§ RECORDED INFORMATION
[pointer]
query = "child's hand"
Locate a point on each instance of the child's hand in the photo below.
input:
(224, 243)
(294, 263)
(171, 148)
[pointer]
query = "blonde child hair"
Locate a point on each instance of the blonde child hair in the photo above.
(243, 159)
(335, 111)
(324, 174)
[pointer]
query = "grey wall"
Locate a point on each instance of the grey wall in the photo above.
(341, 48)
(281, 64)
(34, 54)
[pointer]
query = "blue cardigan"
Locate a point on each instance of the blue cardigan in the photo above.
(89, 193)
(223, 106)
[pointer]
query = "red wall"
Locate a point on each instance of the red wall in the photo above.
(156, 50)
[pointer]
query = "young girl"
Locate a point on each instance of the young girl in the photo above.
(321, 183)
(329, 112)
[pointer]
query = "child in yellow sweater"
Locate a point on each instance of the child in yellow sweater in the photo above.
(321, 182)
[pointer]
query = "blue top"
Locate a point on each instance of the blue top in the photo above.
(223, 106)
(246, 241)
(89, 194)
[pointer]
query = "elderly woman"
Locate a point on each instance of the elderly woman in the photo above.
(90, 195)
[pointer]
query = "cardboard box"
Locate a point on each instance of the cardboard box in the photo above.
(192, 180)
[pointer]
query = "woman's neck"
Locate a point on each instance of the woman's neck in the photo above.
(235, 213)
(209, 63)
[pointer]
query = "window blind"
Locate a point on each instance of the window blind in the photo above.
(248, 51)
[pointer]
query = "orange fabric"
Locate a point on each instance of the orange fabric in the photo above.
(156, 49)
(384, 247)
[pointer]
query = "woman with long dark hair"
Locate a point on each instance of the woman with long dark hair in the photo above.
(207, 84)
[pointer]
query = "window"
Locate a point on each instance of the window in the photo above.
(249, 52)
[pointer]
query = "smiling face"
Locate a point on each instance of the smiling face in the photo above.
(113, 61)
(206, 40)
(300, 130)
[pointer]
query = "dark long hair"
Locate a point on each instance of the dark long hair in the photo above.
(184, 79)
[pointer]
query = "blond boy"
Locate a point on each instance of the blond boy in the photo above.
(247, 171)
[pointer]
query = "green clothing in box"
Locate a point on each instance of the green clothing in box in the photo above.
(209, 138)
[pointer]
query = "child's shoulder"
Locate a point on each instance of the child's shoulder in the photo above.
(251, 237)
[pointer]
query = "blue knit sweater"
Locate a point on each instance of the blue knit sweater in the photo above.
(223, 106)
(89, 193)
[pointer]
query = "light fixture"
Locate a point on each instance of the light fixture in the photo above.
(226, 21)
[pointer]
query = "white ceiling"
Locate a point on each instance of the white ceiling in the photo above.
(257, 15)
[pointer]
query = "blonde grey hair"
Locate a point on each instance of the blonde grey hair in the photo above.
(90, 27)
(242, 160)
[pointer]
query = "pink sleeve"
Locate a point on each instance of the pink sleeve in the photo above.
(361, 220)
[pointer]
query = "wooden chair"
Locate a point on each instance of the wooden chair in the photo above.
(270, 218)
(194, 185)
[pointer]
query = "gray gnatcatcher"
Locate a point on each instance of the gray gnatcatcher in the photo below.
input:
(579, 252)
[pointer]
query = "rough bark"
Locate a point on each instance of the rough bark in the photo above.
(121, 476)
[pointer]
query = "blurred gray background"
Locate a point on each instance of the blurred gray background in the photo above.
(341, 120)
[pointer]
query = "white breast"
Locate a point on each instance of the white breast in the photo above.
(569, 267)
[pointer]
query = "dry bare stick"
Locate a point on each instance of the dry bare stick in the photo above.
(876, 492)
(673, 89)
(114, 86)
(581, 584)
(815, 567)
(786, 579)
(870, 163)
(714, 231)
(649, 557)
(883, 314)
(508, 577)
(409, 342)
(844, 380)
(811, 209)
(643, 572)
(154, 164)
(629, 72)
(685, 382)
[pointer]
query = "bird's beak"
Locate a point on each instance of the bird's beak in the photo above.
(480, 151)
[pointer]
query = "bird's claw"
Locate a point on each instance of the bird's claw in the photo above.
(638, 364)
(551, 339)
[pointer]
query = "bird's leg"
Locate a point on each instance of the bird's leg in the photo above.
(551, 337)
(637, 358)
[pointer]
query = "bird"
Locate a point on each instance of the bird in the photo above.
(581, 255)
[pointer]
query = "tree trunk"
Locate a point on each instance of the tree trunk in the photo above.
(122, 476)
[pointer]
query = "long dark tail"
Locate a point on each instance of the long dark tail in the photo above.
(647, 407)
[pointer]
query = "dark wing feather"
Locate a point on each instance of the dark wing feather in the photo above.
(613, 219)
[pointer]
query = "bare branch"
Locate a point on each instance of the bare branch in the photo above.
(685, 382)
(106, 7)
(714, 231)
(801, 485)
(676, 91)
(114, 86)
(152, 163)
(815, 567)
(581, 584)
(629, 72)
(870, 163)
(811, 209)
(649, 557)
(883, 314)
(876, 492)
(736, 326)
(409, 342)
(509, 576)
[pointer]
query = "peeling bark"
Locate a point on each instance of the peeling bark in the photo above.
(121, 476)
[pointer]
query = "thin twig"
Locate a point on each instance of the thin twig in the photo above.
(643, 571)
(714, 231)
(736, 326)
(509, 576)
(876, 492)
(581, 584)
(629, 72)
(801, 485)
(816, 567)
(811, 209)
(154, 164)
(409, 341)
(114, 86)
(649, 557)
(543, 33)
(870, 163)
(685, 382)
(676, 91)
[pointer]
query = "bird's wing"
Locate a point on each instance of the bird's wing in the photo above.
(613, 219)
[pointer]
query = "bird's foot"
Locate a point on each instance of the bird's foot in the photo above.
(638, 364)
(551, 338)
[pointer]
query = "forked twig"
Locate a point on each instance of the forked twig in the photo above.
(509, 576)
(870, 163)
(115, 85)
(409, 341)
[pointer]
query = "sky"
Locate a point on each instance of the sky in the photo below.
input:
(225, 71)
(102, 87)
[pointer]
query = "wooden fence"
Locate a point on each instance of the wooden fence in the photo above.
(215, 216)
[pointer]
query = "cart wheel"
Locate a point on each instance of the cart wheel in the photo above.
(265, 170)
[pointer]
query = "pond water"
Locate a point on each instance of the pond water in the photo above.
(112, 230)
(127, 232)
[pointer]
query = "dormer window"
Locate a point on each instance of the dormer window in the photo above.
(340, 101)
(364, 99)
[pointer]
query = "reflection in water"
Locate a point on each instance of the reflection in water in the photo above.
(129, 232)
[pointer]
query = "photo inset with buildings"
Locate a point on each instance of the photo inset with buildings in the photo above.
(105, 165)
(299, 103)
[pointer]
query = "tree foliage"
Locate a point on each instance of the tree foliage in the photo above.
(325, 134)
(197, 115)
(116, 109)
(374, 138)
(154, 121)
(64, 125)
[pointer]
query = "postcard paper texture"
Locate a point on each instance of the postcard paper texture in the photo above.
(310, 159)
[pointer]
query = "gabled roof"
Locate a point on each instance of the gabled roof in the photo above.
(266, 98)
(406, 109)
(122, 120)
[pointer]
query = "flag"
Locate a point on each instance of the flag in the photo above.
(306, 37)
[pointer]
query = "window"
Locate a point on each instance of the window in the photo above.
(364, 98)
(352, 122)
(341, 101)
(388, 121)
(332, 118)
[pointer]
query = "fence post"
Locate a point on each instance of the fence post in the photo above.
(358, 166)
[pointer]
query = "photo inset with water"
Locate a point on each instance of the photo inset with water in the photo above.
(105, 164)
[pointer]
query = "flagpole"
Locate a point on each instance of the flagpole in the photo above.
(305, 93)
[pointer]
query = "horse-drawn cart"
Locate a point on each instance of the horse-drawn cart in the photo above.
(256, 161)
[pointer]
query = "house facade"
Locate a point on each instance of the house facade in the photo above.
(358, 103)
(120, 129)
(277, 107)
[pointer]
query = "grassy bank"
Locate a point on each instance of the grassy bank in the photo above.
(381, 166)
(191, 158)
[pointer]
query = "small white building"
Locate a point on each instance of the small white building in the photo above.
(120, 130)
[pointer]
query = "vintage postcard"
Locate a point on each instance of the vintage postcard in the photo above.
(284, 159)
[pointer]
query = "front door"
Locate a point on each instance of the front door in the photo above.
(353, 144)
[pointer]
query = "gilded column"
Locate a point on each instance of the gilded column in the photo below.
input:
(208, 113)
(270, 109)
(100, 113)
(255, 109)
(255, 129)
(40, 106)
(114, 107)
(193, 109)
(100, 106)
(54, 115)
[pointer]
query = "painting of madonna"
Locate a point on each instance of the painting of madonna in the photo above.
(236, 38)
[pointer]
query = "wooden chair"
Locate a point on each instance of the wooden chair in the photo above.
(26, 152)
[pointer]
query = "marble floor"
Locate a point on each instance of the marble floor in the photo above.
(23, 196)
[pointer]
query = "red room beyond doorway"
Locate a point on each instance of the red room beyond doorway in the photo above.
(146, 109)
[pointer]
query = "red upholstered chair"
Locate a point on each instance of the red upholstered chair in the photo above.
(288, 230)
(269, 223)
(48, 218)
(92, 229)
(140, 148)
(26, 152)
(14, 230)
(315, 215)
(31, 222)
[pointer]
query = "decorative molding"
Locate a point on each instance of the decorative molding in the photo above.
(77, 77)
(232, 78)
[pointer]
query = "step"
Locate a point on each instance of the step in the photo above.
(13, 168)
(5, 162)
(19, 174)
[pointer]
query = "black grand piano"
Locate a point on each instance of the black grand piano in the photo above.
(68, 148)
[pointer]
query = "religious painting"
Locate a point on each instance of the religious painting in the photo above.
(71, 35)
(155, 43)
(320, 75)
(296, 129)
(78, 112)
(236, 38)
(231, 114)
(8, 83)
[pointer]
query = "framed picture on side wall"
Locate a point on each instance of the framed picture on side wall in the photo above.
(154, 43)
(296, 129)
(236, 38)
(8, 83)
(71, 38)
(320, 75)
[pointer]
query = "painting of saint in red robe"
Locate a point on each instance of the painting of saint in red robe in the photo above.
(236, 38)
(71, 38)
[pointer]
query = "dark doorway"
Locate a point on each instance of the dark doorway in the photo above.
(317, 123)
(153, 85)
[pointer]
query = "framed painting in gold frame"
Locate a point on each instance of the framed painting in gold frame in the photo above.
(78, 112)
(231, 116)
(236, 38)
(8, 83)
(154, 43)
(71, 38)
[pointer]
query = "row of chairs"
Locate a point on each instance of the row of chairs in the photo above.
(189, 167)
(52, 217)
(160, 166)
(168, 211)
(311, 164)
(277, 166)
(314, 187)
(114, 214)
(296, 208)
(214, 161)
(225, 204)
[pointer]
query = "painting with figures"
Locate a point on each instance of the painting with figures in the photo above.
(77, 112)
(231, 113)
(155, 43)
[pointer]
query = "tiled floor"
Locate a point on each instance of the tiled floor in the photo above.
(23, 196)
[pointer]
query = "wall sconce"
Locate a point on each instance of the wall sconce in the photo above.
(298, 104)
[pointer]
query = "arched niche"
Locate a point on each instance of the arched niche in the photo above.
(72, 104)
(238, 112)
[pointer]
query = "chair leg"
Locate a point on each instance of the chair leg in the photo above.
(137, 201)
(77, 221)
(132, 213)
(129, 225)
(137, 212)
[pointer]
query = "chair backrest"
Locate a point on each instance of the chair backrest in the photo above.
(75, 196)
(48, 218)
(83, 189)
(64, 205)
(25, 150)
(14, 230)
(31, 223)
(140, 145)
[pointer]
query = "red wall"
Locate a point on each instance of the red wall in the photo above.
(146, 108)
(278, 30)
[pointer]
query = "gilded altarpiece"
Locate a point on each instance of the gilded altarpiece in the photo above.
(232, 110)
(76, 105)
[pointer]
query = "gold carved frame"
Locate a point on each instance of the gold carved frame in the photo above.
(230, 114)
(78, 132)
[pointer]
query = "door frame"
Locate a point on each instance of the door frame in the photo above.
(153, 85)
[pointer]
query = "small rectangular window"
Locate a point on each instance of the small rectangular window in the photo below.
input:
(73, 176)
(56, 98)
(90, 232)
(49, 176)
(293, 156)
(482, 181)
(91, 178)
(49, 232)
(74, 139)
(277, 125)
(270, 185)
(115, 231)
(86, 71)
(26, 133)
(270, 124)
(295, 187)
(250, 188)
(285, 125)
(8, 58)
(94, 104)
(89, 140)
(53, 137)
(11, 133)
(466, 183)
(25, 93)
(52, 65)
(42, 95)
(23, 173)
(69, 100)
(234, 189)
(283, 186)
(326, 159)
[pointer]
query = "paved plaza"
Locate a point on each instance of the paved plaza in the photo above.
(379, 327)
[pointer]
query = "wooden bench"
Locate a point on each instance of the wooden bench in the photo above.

§ EXERCISE GOAL
Search the entries for the word "below" and copy every line that has it.

§ EXERCISE RESULT
Locate a point on each instance of the child's hand in the photo below.
Locate a point on each instance of the gray gnatcatcher in the photo below.
Locate a point on each instance of the sky in the photo below.
Locate a point on each instance of the gilded column in the photo below.
Locate a point on each instance of the small rectangular window in the photo below.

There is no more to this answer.